## Selected excerpt
╔══

Check out "Calculating Space" by Konrad Zuse (the inventor of the first
programmable computer). Coincidentally, he published in 1969 - "The Laws of
Form" was published the same year.

Link: ftp://ftp.idsia.ch/pub/juergen/zuserechnenderraum.pdf

------
jayalpha
My knowledge of computation theory is not good enough to judge the book. Why
he used the strange quotes. Who knows. But he wrote more books. Like this one:

[https://www.amazon.com/Emergent-Computation-Emphasizing-
Bioi...](https://www.amazon.com/Emergent-Computation-Emphasizing-
Bioinformatics-Engineering-ebook/dp/B000WDQL9Y)

You can browse a little bin on google books:
[https://books.google.com.sg/books?id=d2i8q2PayrQC&pg=PR7&lpg...](https://books.google.com.sg/books?id=d2i8q2PayrQC&pg=PR7&lpg=PR7&dq=Automata+Theory++Matthew+Simon&source=bl&ots=bgQ0hSSBnF&sig=7SNMUVaNwbbKQBIUPE_cZXwmVeA&hl=en&sa=X&ved=2ahUKEwifwJzntKreAhUGUlAKHSacASUQ6AEwCHoECAIQAQ#v=onepage&q=Automata%20Theory%20%20Matthew%20Simon&f=false)

Must say, the content looks rather interesting to me. I am actually consider
buying it.

╚══

## Given request 1
List the host name of every link in the forum thread.
## Given request 2
Transcribe the forum thread from "Link: ftp://ftp.idsia.ch/pub/juergen/zuserechnenderraum.pdf" down to "Bioinformatics-Engineering-ebook/dp/B000WDQL9Y)".
## Given request 3
Answer these questions about the forum thread:
(a) In what year did Konrad Zuse publish "Calculating Space"?
(b) On what site does the thread say you can browse a little of the book?
(c) What does the last poster say they are actually considering doing?
You won't need the records for any of this.

## Information given
╔══

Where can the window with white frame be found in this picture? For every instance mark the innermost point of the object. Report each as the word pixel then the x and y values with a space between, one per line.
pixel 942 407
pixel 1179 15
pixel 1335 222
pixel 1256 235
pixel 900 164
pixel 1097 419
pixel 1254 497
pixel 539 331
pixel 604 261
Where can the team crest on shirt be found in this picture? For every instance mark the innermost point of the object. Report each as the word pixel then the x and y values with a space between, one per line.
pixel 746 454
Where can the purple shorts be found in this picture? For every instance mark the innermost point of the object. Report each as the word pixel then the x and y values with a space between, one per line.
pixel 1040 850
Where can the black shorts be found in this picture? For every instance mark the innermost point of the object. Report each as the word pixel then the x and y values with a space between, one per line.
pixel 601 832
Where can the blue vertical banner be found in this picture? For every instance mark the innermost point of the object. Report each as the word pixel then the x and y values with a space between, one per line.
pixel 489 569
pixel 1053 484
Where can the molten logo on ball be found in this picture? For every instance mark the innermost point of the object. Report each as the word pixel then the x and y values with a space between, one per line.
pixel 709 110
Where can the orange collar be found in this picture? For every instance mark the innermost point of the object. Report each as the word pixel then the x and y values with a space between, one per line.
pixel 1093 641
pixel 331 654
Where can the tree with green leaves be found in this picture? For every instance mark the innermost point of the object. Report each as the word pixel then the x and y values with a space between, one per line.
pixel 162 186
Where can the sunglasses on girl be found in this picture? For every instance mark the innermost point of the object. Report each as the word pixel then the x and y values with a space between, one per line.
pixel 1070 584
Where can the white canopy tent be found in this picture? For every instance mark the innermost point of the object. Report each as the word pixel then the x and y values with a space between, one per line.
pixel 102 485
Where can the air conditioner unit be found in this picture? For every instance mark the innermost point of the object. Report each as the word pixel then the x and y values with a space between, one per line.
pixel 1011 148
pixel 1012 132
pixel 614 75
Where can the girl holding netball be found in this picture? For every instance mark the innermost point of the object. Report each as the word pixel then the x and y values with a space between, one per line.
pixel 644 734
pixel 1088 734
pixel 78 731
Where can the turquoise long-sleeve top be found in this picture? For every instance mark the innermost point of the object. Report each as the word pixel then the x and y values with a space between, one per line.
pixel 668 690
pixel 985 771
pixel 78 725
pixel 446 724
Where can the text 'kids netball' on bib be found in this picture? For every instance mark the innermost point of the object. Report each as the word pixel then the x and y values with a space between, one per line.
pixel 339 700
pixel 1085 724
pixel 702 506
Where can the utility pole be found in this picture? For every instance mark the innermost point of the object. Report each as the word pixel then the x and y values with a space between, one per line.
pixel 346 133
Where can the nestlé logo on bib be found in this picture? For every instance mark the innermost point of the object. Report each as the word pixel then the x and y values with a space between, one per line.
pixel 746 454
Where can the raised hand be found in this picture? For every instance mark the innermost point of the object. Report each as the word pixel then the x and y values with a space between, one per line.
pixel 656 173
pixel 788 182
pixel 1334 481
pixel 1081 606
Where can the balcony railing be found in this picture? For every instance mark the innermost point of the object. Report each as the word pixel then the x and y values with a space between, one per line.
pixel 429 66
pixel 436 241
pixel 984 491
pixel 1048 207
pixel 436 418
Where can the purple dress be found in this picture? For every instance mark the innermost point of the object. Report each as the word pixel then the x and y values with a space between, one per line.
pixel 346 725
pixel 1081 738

╚══

## Full output 1
ftp.idsia.ch
www.amazon.com
books.google.com.sg

## Full output 2
Link: ftp://ftp.idsia.ch/pub/juergen/zuserechnenderraum.pdf

------
jayalpha
My knowledge of computation theory is not good enough to judge the book. Why
he used the strange quotes. Who knows. But he wrote more books. Like this one:

[https://www.amazon.com/Emergent-Computation-Emphasizing-
Bioi...](https://www.amazon.com/Emergent-Computation-Emphasizing-
Bioinformatics-Engineering-ebook/dp/B000WDQL9Y)

## Full output 3
(a) 1969
(b) Google Books
(c) Buying the book